DOCUMENT EXCERPT:
++++++++++
Fauci & Trump Spoke Wednesday, First Time in More than a Month; Savannah Mayor: Georgia Governor "Does Not Give a Damn About Us"; Coronavirus Surging Across Country. Aired 4-4:30p ET

Aired July 16, 2020 - 16:00   ET

THIS IS A RUSH TRANSCRIPT. THIS COPY MAY NOT BE IN ITS FINAL FORM AND MAY BE UPDATED.


[16:00:00]

KATE BOLDUAN, CNN HOST: That starts this Sunday at 10:00 p.m. Eastern and Pacific, only on CNN.

Thank you all so much for being with me. I'm Kate Bolduan.

"THE LEAD WITH JAKE TAPPER" starts now.

JAKE TAPPER, CNN HOST: Welcome to THE LEAD. I'm Jake Tapper.

And we begin today with the health lead.

This afternoon, the U.S. cross 3.5 million confirmed cases of coronavirus, as the death toll now tops 137,000. Right now, there are only two states in the United States, Delaware and Maine, that are seeing a decrease in infections.

Dozens of hospitals throughout the country are overwhelmed with coronavirus patients. A hotel is now being converted into a health care facility in Laredo, Texas, the situation so dire that some counties in Arizona and Texas are being compelled to bring in refrigerated trucks because the morgues there are, sadly, filling up.

And yet it was only one month ago today, June 16, when Vice President Pence wrote this "Wall Street Journal" op-ed titled: "There Isn't a Coronavirus Second Wave," the vice president boasting about case numbers in decline that have since exploded.

The vice president attacking the media for -- quote -- "fear- mongering," the vice president falsely claiming -- quote -- "We have slowed the spread' and -- quote -- "We are winning the fight against the invisible enemy."

Take a look at this graph. Does it look like winning to you? The only way one could regard this as winning is if one were the coronavirus. There are more than a million new infections since the vice president wrote that op-ed, averaging nearly double the daily cases from the previous peak in April.

And, still, the cry from health care experts for an aggressive nationwide testing and contact tracing program, to say nothing of an education program for those who continue to refuse to wear a mask in public, those go ignored by President Trump.

Maryland Governor Larry Hogan today the latest Republican to sound the alarm about the lack of presidential leadership, writing in a new op- ed in "The Washington Post" -- quote -- "It was clear that waiting around for the president to run the nation's response was hopeless. If we in Maryland delayed any longer, we'd be condemning more of our citizens to suffering and death" -- unquote.

Now, one of the few parts of that Pence op-ed from a month ago that withstands the scrutiny of one month of time passing is the idea that we are where we are because of -- quote -- "the leadership of President Trump."

That's true. The vice president ended that op-ed saying that their work is -- quote -- "a cause for celebration, not the media's fear- mongering" -- unquote.

Celebration, he said. That's not just embarrassing. That's an outrage.

As we now, sadly, know, after a surge in cases, which we saw weeks ago, comes a surge in hospitalizations, and after that comes a surge in American deaths, which, as CNN's Erica Hill reports, is now happening in more than a dozen states.

(BEGIN VIDEOTAPE)

ERICA HILL, CNN NATIONAL CORRESPONDENT (voice-over): Confirmed cases in the state of Florida, more than 315,000, now outpace France and China combined.

Miami's hospitals are at 95 percent capacity, ICU beds pushed to the limit.
++++++++++
SOURCE DATA:
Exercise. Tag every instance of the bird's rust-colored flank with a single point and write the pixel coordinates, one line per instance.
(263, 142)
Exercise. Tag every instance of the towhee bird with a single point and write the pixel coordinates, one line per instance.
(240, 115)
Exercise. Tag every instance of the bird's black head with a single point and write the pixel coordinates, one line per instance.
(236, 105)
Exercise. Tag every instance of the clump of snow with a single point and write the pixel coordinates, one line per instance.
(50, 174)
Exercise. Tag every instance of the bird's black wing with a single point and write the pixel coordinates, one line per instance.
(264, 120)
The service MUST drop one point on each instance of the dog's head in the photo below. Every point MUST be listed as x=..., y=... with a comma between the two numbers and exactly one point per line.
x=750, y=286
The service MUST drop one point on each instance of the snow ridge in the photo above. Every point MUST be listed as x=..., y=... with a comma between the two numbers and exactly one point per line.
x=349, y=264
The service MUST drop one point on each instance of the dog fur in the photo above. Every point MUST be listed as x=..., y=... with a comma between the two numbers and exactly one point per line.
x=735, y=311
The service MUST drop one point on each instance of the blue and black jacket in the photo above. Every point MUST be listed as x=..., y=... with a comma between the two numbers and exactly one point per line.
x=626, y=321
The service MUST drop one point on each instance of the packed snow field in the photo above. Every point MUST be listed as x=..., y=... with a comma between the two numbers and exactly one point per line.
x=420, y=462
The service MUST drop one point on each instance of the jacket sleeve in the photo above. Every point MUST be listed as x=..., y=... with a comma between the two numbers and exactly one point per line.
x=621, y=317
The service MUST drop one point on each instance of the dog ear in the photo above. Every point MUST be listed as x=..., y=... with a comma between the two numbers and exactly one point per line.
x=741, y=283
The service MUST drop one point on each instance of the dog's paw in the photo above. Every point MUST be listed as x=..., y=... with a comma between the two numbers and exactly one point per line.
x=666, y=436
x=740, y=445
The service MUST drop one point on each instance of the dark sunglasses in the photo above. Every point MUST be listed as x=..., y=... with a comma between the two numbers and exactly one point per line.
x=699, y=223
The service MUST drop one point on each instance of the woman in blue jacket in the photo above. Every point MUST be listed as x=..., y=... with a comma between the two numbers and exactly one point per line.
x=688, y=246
++++++++++
USING THE INFORMATION:
a - Update the transcript by rewriting everything from "Thank you all" down to "sadly, filling up.", replacing "refrigerated trucks" with "mobile morgues".
b - Answer these questions from the transcript:
(i) On what date did the program air?
(ii) Which two states were seeing a decrease in infections?
(iii) At what percent capacity were Miami's hospitals?
None of the tasks uses the items.

ANSWERS BY ITEM NUMBER:
a -
Thank you all so much for being with me. I'm Kate Bolduan.

"THE LEAD WITH JAKE TAPPER" starts now.

JAKE TAPPER, CNN HOST: Welcome to THE LEAD. I'm Jake Tapper.

And we begin today with the health lead.

This afternoon, the U.S. cross 3.5 million confirmed cases of coronavirus, as the death toll now tops 137,000. Right now, there are only two states in the United States, Delaware and Maine, that are seeing a decrease in infections.

Dozens of hospitals throughout the country are overwhelmed with coronavirus patients. A hotel is now being converted into a health care facility in Laredo, Texas, the situation so dire that some counties in Arizona and Texas are being compelled to bring in mobile morgues because the morgues there are, sadly, filling up.

b -
(i) July 16, 2020
(ii) Delaware and Maine
(iii) 95 percent